◆ **SELECTED EXCERPT**
▽

Citizens' Solution for Safe Chemical Weapons Disposal
Review and Recommendations on the U.S. Chemical Demilitarization Program
on the Tenth Anniversary of the Chemical Weapons Convention

April 29, 2007


Introduction

On April 29, 1997 an historic milestone occurred in the U.S. chemical demilitarization program:  the U.S. ratified the Chemical Weapons Convention (CWC).  The CWC is an international treaty mandating worldwide chemical weapons disposal within ten years (or fifteen, if nations asked for a five-year extension).  The CWC applies to all "declared" chemical weapons which for the U.S. meant the stockpile of weapons stored at in the Pacific and eight continental sites:  Anniston, Alabama; Pine Bluff, Arkansas; Pueblo, Colorado; Newport, Indiana; Kalama Island (Johnston Atoll)  in the Pacific; Richmond, Kentucky; Aberdeen, Maryland; Umatilla, Oregon; and Tooele, Utah .

The Chemical Weapons Working Group (CWWG) is a coalition of citizens living near the U.S. and Pacific chemical weapons stockpile sites.  The group formed in 1991 in order to coordinate opposition to incineration as the U.S. Army's technology of choice for weapons disposal, and to promote safer solutions for weapons disposal as well as direct citizen involvement in the chemical demilitarization program.  We were concerned that the dioxins, furans, PCBs, heavy metals, and trace amounts of nerve agent emitted from incinerators as part of routine operations would harm the communities' health and environment.  Upset conditions at incinerators were less predictable and could mean larger release of toxics into the environment.   In 1994, the CWWG wrote and released the Citizens Solution for Safe Chemical Weapons Disposal, which recommended the immediate disassembly of rockets and projectiles, neutralization of all chemical agents, and secondary waste treatment with non-incineration technology.

To many people living in the shadow of chemical weapons stockpiles, there is no real separation between concerns about international disarmament and protection of our health and the environment.  The success of the chemical demilitarization program depended not merely on destroying the weapons, but doing so without destroying our communities.

In 1997, the CWWG achieved a major victory for safe weapons disposal when Congress mandated a program to identify, demonstrate and implement non-incineration alternatives for chemical weapons disposal.  The program, called the Assembled Chemical Weapons Assessment (ACWA) program consisted not only of detailed technology review but a national dialogue process through which all program decisions -- such as technology criteria, assessments and reports -- were made by consensus.   The program recommended neutralization as a safe, viable means of chemical weapons destruction, with follow-up biological and Supercritical Water Oxidation technologies.  Indiana, Maryland, Colorado and Kentucky sites were selected for neutralization technology and non-incineration secondary treatment, with full support from local citizens, state and federal government.

△

◆ **TASKS TO PERFORM**
(a) Quote the part of the chemical weapons disposal text from "To many people" up to and including "destroying our communities.".
(b) Extend the text on U.S. chemical weapons disposal from the point where it stops.
None of the items that follow are needed for this work.

◆ **SUPPLIED RECORDS**

▽

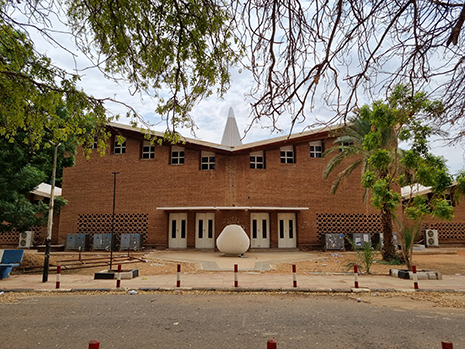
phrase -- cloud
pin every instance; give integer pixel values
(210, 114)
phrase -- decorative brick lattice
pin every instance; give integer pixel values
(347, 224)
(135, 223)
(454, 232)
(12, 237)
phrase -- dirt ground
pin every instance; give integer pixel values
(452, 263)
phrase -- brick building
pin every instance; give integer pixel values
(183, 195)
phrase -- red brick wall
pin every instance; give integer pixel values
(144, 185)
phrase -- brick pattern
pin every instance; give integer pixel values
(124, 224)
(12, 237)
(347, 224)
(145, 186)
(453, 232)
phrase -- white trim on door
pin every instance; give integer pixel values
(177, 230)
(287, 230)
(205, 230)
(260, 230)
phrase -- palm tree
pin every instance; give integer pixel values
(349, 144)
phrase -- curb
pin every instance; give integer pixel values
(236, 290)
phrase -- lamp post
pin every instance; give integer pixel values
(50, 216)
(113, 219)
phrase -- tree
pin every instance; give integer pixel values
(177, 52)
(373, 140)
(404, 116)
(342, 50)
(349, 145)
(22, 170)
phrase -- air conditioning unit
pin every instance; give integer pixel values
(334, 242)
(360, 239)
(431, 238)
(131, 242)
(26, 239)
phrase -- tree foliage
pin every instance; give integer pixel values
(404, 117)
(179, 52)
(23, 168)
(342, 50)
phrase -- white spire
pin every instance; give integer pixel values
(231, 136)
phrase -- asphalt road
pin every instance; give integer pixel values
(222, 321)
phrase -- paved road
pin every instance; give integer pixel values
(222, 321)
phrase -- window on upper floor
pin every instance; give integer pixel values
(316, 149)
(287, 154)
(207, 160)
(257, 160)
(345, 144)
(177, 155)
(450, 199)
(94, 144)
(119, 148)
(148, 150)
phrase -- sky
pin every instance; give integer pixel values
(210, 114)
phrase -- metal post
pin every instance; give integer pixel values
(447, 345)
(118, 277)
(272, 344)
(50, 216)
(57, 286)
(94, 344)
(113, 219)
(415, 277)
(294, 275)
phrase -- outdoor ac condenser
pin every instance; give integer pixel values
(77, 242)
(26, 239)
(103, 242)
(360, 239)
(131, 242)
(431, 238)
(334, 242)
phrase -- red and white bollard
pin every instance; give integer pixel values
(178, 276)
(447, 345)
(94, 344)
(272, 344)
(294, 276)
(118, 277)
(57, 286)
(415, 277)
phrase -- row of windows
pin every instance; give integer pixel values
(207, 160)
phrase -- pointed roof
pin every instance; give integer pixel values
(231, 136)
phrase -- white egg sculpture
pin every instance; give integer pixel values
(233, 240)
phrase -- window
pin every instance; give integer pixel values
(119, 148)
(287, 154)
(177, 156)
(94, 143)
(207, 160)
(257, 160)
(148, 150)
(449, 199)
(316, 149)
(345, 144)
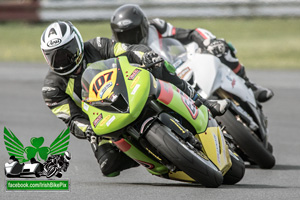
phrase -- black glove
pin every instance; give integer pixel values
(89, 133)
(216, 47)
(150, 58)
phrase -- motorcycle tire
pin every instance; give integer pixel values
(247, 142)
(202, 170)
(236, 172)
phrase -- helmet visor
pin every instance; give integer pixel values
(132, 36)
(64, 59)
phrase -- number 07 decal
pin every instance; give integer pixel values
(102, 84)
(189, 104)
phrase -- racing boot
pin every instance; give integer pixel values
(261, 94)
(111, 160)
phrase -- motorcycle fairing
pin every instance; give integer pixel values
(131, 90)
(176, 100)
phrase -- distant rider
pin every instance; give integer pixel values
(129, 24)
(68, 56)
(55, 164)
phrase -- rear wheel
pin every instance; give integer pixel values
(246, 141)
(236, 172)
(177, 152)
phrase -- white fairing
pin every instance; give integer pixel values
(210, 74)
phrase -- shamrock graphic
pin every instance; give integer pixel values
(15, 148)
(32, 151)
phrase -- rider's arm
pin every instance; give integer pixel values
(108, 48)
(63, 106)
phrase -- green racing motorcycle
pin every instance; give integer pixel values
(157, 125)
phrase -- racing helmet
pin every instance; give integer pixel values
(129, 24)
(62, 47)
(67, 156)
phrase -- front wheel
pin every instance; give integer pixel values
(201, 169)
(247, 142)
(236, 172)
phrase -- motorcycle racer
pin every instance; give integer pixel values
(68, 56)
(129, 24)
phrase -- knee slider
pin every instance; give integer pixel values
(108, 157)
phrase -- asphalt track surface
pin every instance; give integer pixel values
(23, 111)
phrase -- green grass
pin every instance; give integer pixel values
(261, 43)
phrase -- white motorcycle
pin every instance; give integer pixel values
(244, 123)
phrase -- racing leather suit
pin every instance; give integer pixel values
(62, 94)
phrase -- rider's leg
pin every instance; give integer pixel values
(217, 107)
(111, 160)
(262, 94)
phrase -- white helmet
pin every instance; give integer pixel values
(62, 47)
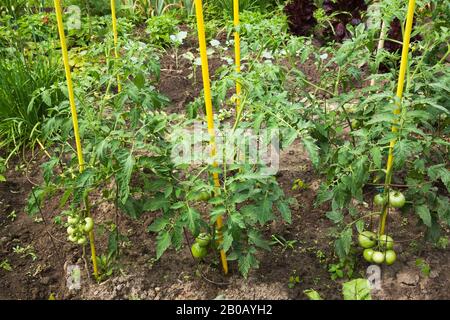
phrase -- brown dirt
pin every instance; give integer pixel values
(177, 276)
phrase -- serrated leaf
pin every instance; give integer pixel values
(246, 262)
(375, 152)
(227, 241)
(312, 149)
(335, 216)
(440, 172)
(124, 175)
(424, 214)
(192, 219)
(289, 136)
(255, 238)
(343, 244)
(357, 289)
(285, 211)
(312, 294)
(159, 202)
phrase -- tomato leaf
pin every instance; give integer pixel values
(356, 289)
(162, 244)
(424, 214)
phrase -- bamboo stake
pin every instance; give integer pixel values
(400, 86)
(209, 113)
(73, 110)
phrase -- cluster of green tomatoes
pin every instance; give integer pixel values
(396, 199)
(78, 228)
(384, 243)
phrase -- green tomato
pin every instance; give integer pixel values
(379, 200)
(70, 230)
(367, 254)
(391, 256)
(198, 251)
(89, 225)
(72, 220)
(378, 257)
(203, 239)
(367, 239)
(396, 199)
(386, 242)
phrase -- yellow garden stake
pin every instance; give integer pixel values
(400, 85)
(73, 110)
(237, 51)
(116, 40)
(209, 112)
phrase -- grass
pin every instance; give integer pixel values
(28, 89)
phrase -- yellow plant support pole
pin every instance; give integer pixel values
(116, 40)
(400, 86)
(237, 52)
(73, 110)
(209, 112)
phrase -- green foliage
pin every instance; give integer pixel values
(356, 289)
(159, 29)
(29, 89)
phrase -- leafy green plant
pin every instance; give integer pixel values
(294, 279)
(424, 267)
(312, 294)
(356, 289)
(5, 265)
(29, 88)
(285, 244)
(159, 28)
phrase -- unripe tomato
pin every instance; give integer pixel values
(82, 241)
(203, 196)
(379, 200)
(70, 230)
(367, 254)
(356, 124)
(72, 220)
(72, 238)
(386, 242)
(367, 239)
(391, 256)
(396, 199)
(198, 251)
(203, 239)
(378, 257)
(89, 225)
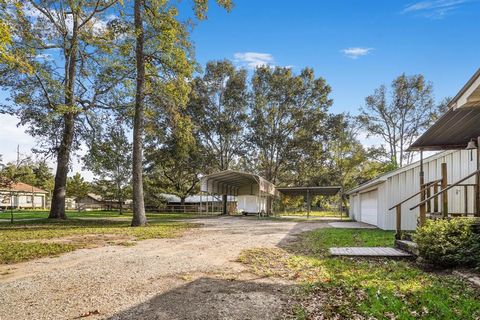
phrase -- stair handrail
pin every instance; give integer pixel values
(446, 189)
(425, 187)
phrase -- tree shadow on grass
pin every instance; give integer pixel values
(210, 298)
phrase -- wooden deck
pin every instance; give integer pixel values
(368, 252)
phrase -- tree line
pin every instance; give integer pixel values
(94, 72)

△
▽

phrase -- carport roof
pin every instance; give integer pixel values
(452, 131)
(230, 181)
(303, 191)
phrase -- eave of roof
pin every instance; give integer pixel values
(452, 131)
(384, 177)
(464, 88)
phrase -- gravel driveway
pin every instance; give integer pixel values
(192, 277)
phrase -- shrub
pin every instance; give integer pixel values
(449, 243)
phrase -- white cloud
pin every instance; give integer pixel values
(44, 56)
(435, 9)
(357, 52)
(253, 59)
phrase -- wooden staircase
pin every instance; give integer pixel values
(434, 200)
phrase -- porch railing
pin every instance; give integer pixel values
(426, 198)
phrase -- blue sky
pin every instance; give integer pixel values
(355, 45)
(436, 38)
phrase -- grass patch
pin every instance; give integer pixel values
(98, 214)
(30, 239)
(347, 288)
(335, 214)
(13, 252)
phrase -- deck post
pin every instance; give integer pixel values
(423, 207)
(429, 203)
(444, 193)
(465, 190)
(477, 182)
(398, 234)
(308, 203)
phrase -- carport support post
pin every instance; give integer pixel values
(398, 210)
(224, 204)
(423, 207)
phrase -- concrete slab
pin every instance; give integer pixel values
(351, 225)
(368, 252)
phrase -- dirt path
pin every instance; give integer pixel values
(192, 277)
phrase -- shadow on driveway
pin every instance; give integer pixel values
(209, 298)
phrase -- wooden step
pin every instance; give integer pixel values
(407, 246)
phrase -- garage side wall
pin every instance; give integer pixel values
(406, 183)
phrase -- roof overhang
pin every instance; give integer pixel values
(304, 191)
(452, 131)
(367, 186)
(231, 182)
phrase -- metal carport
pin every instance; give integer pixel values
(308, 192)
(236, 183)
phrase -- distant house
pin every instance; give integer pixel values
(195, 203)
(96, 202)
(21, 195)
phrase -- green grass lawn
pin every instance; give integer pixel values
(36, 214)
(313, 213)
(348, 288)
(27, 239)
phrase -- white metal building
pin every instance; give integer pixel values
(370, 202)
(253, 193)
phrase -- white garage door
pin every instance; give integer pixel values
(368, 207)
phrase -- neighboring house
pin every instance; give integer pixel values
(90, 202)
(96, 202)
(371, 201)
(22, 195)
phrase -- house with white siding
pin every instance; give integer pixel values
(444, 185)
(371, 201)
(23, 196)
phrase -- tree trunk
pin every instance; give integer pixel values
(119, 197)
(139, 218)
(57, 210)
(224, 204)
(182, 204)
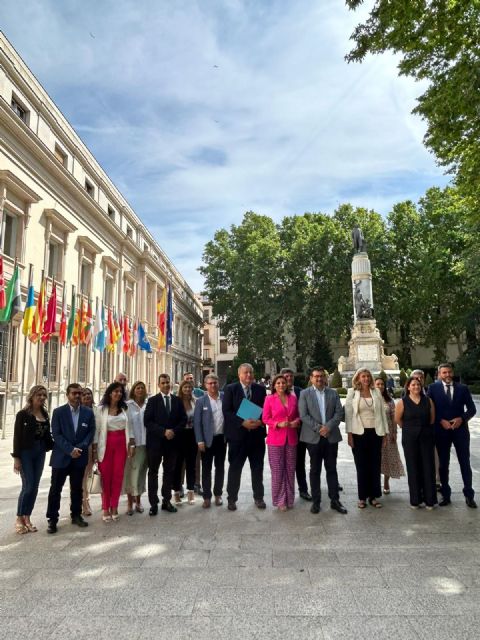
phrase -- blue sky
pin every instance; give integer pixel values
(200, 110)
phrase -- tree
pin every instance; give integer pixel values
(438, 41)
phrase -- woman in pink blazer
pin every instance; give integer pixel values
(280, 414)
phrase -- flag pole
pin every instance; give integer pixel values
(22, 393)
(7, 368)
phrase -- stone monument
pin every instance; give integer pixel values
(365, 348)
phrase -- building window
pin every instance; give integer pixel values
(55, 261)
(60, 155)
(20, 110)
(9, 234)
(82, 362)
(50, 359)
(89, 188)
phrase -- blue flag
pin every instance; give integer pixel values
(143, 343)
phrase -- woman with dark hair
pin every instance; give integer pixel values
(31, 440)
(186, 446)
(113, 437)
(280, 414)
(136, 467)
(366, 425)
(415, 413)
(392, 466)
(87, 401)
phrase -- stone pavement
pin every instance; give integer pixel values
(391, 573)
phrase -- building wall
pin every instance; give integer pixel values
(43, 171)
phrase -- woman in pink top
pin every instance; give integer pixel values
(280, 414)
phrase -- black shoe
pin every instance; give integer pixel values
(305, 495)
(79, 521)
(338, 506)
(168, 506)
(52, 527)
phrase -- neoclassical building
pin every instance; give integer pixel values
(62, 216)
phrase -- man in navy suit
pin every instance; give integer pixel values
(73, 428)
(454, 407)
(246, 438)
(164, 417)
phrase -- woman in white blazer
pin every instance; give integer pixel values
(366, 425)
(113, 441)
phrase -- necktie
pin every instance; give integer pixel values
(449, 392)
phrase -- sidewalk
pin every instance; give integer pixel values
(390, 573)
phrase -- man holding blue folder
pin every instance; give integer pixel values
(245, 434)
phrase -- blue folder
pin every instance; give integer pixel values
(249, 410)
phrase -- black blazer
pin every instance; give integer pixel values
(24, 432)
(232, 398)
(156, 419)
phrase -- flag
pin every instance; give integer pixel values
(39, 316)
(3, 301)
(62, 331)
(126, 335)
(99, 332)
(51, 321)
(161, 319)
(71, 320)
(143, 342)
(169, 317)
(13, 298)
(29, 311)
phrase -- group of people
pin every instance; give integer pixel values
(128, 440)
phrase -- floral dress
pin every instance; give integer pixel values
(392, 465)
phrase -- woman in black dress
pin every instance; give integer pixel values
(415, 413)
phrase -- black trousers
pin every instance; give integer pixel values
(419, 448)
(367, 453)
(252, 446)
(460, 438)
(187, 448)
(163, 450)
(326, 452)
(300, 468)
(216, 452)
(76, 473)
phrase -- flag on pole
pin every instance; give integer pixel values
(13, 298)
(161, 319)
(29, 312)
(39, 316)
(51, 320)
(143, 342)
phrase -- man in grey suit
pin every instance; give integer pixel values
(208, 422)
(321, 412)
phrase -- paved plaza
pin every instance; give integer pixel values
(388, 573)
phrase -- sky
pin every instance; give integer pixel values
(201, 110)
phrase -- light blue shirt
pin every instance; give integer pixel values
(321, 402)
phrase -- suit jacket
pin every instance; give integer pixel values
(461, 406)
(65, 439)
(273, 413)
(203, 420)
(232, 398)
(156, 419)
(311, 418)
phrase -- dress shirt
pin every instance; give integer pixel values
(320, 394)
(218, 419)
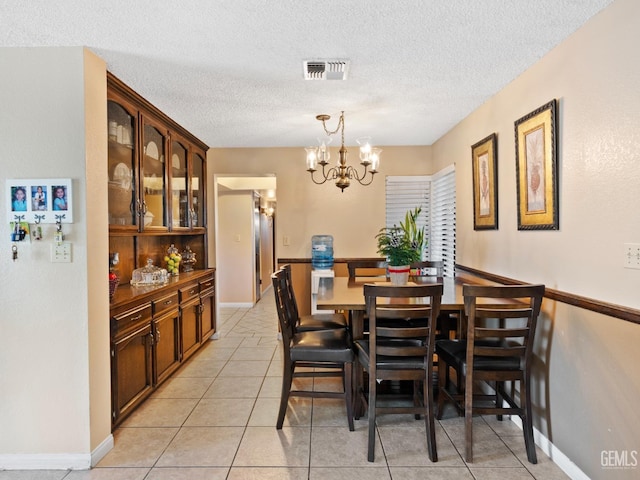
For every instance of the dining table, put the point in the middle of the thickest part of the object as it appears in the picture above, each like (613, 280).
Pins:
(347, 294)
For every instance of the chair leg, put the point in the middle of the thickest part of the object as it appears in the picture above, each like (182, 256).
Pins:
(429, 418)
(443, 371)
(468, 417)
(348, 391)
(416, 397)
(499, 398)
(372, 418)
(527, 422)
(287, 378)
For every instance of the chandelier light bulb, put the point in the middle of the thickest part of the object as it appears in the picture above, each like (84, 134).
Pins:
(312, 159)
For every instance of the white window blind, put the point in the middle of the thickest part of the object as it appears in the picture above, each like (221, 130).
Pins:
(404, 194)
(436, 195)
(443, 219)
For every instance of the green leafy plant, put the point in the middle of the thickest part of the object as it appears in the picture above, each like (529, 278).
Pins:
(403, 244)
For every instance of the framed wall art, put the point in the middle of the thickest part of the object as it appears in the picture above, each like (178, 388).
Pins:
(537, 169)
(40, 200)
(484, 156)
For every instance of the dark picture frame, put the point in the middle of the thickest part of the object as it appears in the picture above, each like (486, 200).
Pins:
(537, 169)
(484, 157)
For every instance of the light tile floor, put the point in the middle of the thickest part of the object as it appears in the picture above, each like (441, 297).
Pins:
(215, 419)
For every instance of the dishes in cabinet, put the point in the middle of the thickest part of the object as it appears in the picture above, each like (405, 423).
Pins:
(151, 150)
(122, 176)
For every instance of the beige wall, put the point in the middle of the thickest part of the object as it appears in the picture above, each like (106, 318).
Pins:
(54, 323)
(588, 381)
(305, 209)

△
▽

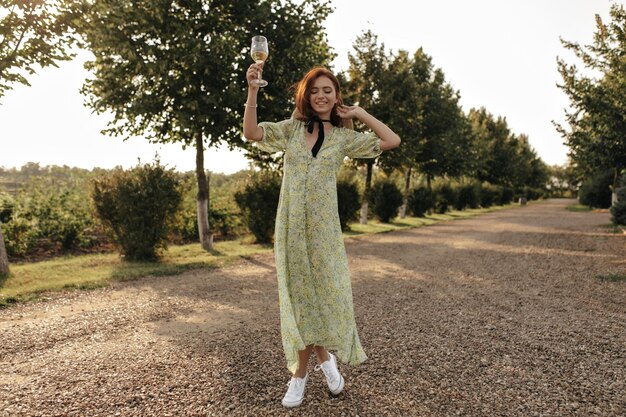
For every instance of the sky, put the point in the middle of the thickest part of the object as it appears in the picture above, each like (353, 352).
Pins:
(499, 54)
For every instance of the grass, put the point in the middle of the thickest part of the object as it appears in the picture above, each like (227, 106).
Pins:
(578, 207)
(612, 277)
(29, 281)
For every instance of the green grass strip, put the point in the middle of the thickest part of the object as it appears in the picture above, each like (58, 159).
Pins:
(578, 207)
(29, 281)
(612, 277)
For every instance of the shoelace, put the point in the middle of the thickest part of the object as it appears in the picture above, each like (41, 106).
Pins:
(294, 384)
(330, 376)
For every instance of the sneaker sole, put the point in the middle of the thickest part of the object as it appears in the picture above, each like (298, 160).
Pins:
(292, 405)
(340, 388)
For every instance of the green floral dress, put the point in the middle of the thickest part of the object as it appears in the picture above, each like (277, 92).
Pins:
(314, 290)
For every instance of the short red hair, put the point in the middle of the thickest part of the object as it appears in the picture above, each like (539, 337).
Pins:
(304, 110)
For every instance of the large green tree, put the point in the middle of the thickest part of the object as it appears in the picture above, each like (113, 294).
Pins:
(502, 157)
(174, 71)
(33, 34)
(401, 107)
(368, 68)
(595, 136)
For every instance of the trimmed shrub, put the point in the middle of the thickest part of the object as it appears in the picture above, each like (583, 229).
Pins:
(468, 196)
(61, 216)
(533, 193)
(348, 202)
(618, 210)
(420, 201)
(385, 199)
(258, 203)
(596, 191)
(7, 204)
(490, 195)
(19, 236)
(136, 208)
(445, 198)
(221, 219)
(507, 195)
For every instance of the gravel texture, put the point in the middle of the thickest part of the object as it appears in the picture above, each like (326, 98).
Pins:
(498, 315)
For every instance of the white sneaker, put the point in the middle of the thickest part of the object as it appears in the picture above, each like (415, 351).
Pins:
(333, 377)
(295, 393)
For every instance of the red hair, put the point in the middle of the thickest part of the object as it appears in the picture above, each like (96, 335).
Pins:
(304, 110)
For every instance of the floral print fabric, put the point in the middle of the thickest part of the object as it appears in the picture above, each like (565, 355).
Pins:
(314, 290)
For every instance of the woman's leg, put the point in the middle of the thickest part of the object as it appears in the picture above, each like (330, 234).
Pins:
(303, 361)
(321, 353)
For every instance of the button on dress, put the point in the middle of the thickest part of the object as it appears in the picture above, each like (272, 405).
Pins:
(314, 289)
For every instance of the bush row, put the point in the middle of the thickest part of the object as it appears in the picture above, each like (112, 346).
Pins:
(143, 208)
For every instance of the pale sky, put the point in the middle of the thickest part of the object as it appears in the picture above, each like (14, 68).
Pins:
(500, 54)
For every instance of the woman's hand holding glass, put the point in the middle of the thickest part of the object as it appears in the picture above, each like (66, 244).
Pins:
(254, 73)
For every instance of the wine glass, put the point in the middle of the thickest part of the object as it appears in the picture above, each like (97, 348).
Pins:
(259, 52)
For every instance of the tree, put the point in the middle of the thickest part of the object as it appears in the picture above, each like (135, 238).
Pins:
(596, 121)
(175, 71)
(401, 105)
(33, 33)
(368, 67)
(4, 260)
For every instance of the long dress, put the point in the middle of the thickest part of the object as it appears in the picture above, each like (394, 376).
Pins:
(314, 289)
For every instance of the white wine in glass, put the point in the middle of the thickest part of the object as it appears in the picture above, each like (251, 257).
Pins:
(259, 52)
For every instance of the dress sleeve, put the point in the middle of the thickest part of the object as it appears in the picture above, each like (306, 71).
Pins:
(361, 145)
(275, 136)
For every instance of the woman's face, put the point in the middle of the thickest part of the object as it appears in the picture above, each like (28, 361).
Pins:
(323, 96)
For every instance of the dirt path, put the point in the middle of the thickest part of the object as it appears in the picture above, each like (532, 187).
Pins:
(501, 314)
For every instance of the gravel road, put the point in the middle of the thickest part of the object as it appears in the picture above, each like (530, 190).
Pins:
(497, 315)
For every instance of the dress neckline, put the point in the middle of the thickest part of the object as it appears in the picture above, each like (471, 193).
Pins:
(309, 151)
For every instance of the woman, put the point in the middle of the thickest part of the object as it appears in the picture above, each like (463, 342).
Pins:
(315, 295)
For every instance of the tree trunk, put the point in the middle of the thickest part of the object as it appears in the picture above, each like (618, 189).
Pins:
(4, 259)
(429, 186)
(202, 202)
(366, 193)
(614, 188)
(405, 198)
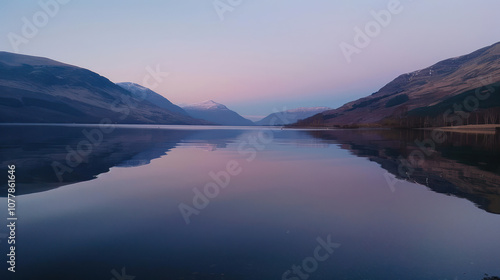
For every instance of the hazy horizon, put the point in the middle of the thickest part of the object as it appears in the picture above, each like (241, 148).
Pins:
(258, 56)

△

◆ **RESPONSES FOR EACH TASK**
(a)
To many people living in the shadow of chemical weapons stockpiles, there is no real separation between concerns about international disarmament and protection of our health and the environment.  The success of the chemical demilitarization program depended not merely on destroying the weapons, but doing so without destroying our communities.

(b)
The ACWA program was a clear indication that community members, the military and contractors could come together and agree how to move forward in a win-win scenario from the standpoints of protection of public health and the environment, as well as compliance with the treaty and wise use of taxpayer dollars.  However this positive and cooperative spirit has not been shared throughout the Chemical Materials Agency (CMA). Unfortunately the Army moved forward with incineration of chemical weapons in Alabama, Arkansas, Oregon and Utah over the protest of the CWWG and hundreds of organizations all over the country.  Myriad technical problems plague the chemical weapons incinerators, conflict follows secondary waste disposal shipments, chemical agent monitors are failing, and citizens have little information on facility operations.  The results are skyrocketing costs and a failure to meet CWC deadlines.

Ironically, CMA's scapegoats for the cost escalations and schedule delays are the sites with non-incineration technologies; design changes and Pentagon funding cuts to Kentucky and Colorado's chemical weapons disposal facilities will stretch the timeline for weapons disposal to 2023 -- 11 years after the CWC extended deadline.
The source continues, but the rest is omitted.